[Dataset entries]
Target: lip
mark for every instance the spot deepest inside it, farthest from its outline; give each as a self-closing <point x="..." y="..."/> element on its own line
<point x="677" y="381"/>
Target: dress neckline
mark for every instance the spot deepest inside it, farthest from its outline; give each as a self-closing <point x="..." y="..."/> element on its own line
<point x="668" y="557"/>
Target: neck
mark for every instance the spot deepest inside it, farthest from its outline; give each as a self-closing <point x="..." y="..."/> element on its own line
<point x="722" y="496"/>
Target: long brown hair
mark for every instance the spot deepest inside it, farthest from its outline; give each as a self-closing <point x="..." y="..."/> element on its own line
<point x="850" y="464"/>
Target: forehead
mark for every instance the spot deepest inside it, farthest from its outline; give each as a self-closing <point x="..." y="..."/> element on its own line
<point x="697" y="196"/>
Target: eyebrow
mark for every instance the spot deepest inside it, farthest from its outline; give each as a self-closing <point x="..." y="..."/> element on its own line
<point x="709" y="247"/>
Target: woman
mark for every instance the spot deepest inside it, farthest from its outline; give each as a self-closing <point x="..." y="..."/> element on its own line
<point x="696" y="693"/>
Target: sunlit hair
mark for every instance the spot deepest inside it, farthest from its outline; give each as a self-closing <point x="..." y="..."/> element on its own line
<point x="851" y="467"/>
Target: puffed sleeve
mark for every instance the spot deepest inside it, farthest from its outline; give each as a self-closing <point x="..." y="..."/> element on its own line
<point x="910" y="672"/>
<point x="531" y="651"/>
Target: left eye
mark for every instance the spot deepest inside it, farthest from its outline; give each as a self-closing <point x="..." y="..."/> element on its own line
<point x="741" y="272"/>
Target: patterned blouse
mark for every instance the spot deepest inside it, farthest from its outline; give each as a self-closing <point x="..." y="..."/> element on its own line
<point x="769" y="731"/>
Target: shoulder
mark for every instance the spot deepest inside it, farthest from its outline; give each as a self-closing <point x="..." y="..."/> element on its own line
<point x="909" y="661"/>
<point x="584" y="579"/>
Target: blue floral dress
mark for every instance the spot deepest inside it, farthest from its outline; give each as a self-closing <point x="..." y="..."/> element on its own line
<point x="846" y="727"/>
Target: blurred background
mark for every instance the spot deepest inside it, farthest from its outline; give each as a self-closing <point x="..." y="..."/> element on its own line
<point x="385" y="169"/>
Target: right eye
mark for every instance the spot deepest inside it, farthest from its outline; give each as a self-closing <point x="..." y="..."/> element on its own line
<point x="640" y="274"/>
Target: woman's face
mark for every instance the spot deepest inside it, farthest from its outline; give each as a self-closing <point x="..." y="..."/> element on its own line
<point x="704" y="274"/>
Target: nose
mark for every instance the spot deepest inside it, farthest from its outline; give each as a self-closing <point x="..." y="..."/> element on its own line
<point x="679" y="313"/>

* TASK GOAL *
All lines in the records that contain "hair" are to be copied and returned.

* ANSWER SECTION *
Target: long brown hair
Target: sunlit hair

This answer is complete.